Excerpted passage -
PAUL MORLEY is a magazine and newspaper journalist, TV critic, TV presenter, TV producer and director, record producer, and formerly a musical artist with the group The Art of Noise. His books include Nothing, the acclaimed memoir, and Ask, a collection of his writings from the British pop music weekly NME (New Musical Express).

Has pop burnt itself out?

Paul Morley takes the reader on an epic drive through the history of music to find out. A succession of celebrities, geniuses and other protagonists led by Madonna, Kraftwerk, Brian Eno, Erik Satie, John Cage and Wittgenstein appear to give their points of view. Detours and sights along the way include Missy Elliot, Jarvis Cocker, Eminem, Human League, Radiohead, Lou Reed, Now! That's What I Call Music, Ornette Coleman and the ghost of Elvis Presley.

After 20 pages, I was convinced that Words and Music was the best book about pop that I had ever read. After 280 pages, I was at least convinced that it was the weirdest book about pop I had ever read. But that too is a kind of recommendation.

Given entries -
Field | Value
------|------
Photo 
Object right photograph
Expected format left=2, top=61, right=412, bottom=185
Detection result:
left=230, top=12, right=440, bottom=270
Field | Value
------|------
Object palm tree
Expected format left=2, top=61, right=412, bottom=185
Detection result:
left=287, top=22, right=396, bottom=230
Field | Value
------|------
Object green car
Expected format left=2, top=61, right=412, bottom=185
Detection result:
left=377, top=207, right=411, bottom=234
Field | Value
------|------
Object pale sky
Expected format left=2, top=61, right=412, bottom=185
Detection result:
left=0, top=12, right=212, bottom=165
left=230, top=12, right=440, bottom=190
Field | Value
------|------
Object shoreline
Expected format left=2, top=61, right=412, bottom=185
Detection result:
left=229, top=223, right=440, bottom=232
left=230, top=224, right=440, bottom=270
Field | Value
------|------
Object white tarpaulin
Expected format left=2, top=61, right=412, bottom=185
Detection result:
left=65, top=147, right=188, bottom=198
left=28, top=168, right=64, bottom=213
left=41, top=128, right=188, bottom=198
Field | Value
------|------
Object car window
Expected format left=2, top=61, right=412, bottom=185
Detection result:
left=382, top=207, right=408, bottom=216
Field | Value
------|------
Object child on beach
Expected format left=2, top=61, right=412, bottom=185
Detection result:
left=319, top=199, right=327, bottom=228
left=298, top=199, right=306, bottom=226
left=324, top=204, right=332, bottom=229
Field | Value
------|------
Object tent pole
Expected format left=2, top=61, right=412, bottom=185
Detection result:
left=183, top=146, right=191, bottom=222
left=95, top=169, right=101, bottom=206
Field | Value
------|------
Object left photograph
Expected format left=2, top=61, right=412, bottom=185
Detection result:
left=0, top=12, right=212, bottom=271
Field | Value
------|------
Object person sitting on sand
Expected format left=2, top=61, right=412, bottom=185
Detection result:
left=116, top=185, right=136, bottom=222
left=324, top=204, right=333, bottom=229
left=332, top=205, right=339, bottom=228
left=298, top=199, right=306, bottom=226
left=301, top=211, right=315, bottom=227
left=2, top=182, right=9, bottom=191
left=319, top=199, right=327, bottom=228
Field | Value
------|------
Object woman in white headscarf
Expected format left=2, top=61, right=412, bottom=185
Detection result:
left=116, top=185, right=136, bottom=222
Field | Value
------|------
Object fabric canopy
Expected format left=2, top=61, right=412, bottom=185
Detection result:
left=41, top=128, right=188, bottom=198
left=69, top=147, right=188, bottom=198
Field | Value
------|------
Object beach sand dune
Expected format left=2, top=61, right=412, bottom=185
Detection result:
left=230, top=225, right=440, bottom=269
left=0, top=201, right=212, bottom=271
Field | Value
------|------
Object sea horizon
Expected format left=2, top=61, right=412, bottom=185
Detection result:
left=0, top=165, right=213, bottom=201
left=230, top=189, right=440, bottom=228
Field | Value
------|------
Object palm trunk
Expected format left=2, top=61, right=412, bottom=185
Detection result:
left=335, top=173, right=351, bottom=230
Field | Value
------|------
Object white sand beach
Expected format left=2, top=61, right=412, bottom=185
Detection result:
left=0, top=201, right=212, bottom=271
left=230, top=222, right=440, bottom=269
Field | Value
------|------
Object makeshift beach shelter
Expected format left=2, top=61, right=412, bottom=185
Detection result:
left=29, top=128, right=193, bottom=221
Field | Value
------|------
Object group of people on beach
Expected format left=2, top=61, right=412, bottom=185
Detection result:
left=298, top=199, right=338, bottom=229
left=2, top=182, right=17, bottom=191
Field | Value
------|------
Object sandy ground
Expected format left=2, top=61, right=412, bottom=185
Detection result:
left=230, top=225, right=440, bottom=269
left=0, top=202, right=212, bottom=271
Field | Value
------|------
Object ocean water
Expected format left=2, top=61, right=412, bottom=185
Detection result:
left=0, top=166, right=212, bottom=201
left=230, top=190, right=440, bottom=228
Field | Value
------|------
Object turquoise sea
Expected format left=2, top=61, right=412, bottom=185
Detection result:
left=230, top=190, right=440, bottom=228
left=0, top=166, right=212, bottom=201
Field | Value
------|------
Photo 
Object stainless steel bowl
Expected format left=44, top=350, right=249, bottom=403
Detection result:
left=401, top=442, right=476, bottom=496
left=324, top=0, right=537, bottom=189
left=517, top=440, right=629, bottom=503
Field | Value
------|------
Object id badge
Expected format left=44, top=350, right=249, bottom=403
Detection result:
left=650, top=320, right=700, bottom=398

Written request - According to the passage about Paul Morley, which group did he once perform with as a musical artist? The rows have nothing to do with the passage about Paul Morley.

Task result - The Art of Noise